Okay so let’s have a look at the Fourier series and the Fourier transform. Let’s start with the Fourier series.
Now what we want to introduce is essentially something like an equivalent thing to a vector space and here we have the example of the vector space. So you see this little figure here if we want to describe some arrows in 2d then we can use a vector space in order to represent that error. That arrow is essentially mapped onto bases. So here our 2d vector basis is given by two vectors that are e1 and e2. If I know e1 and e2 I can express any other vector in that plane as a linear combination of the two. So I multiply e1 with some value and then multiply e2 with some value and add them and I get essentially one point in that 2d plane. So here if you look at the green arrow you see that I have to multiply the red arrow once and then add the blue arrow multiply it with -2 to it such that I get exactly the green arrow. So the idea of the Fourier series is now to expand this concept to function spaces. So this is a kind of abstract concept, isn’t it?

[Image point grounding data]
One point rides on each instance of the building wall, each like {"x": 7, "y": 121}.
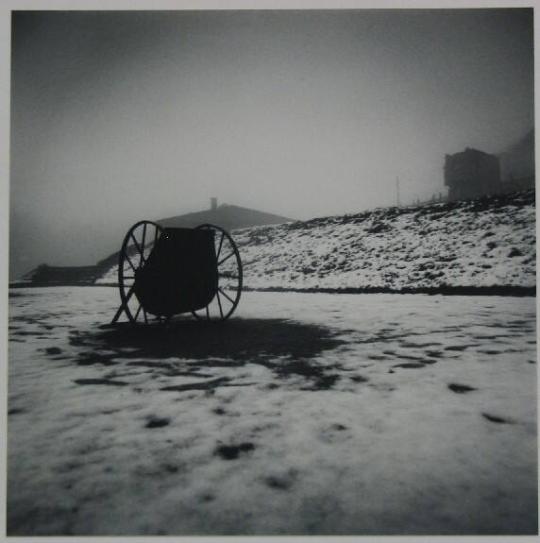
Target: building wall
{"x": 471, "y": 174}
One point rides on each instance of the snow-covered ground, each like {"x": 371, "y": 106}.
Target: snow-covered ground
{"x": 480, "y": 243}
{"x": 304, "y": 414}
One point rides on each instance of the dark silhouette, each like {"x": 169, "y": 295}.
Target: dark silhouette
{"x": 163, "y": 272}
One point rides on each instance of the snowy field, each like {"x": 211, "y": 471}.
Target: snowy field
{"x": 479, "y": 243}
{"x": 305, "y": 414}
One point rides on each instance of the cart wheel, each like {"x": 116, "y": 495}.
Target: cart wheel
{"x": 229, "y": 267}
{"x": 138, "y": 244}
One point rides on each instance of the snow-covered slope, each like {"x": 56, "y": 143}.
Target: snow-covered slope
{"x": 476, "y": 243}
{"x": 480, "y": 243}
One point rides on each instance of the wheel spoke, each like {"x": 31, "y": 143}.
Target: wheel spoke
{"x": 130, "y": 263}
{"x": 138, "y": 248}
{"x": 226, "y": 295}
{"x": 144, "y": 237}
{"x": 220, "y": 245}
{"x": 219, "y": 303}
{"x": 226, "y": 258}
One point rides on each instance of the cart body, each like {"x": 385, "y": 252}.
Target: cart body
{"x": 180, "y": 274}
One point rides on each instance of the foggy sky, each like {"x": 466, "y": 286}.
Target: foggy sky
{"x": 122, "y": 116}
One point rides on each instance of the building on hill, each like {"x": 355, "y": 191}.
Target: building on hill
{"x": 471, "y": 174}
{"x": 229, "y": 217}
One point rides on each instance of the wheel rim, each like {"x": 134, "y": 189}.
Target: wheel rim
{"x": 136, "y": 248}
{"x": 229, "y": 268}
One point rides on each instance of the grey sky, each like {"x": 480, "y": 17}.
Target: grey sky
{"x": 120, "y": 116}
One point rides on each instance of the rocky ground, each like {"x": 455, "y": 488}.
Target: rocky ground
{"x": 304, "y": 414}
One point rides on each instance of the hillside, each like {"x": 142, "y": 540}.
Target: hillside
{"x": 227, "y": 216}
{"x": 482, "y": 243}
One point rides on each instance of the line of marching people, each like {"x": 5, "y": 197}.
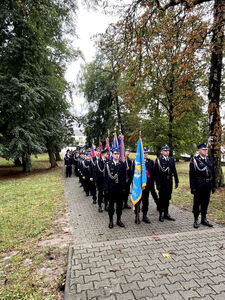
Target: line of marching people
{"x": 108, "y": 181}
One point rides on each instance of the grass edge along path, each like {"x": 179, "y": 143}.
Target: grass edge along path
{"x": 32, "y": 215}
{"x": 183, "y": 198}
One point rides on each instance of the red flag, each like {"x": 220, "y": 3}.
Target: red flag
{"x": 107, "y": 146}
{"x": 100, "y": 147}
{"x": 92, "y": 151}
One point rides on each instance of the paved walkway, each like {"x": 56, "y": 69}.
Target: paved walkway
{"x": 167, "y": 260}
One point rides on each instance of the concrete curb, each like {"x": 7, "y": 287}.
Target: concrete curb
{"x": 67, "y": 295}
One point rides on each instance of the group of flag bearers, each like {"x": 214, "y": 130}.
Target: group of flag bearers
{"x": 110, "y": 180}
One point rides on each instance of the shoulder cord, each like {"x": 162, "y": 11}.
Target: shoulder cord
{"x": 195, "y": 159}
{"x": 161, "y": 168}
{"x": 128, "y": 168}
{"x": 93, "y": 163}
{"x": 115, "y": 177}
{"x": 83, "y": 162}
{"x": 100, "y": 170}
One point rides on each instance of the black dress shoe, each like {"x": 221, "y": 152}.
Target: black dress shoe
{"x": 146, "y": 219}
{"x": 120, "y": 223}
{"x": 127, "y": 206}
{"x": 100, "y": 209}
{"x": 161, "y": 218}
{"x": 111, "y": 224}
{"x": 206, "y": 223}
{"x": 196, "y": 224}
{"x": 168, "y": 217}
{"x": 137, "y": 221}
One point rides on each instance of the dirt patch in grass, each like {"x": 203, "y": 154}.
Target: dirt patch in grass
{"x": 53, "y": 269}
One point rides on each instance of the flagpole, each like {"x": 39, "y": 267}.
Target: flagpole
{"x": 138, "y": 204}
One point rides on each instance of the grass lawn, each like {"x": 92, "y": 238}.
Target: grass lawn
{"x": 183, "y": 198}
{"x": 30, "y": 204}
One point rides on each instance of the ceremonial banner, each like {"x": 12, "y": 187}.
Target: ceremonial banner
{"x": 114, "y": 143}
{"x": 140, "y": 177}
{"x": 107, "y": 146}
{"x": 121, "y": 147}
{"x": 92, "y": 151}
{"x": 100, "y": 147}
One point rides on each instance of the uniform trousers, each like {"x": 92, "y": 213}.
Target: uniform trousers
{"x": 164, "y": 199}
{"x": 145, "y": 202}
{"x": 115, "y": 197}
{"x": 201, "y": 200}
{"x": 127, "y": 192}
{"x": 68, "y": 171}
{"x": 100, "y": 187}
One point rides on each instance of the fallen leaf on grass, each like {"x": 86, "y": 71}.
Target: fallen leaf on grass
{"x": 119, "y": 250}
{"x": 164, "y": 274}
{"x": 156, "y": 238}
{"x": 166, "y": 255}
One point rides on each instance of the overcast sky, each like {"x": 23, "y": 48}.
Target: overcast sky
{"x": 89, "y": 23}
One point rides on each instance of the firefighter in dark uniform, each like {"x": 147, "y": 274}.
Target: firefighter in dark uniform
{"x": 165, "y": 170}
{"x": 80, "y": 168}
{"x": 115, "y": 186}
{"x": 129, "y": 164}
{"x": 92, "y": 176}
{"x": 97, "y": 175}
{"x": 149, "y": 165}
{"x": 101, "y": 167}
{"x": 68, "y": 161}
{"x": 86, "y": 173}
{"x": 202, "y": 184}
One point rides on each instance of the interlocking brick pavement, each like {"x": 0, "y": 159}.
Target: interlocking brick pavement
{"x": 128, "y": 263}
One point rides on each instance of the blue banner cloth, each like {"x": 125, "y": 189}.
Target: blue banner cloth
{"x": 140, "y": 178}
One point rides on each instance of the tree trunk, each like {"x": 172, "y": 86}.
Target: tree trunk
{"x": 57, "y": 156}
{"x": 215, "y": 128}
{"x": 17, "y": 162}
{"x": 118, "y": 113}
{"x": 26, "y": 162}
{"x": 51, "y": 154}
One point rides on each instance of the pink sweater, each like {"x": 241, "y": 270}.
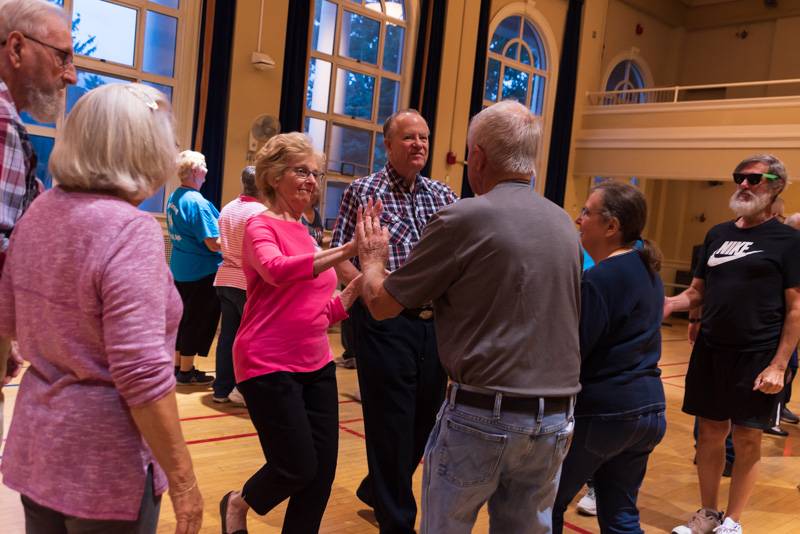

> [TASK DIRECTIONS]: Decide whether each statement below agrees with the Fourier series text, answering yes or no and quoting the deciding words of the text: (a) The 2d vector basis is given by the vectors e1 and e2. (b) To get the green arrow, the blue arrow is multiplied by 2. (c) The idea of the Fourier series is to expand the vector space concept to function spaces.

> [WRITTEN ANSWER]:
(a) Yes: "So here our 2d vector basis is given by two vectors that are e1 and e2."
(b) No: "add the blue arrow multiply it with -2 to it such that I get exactly the green arrow."
(c) Yes: "So the idea of the Fourier series is now to expand this concept to function spaces."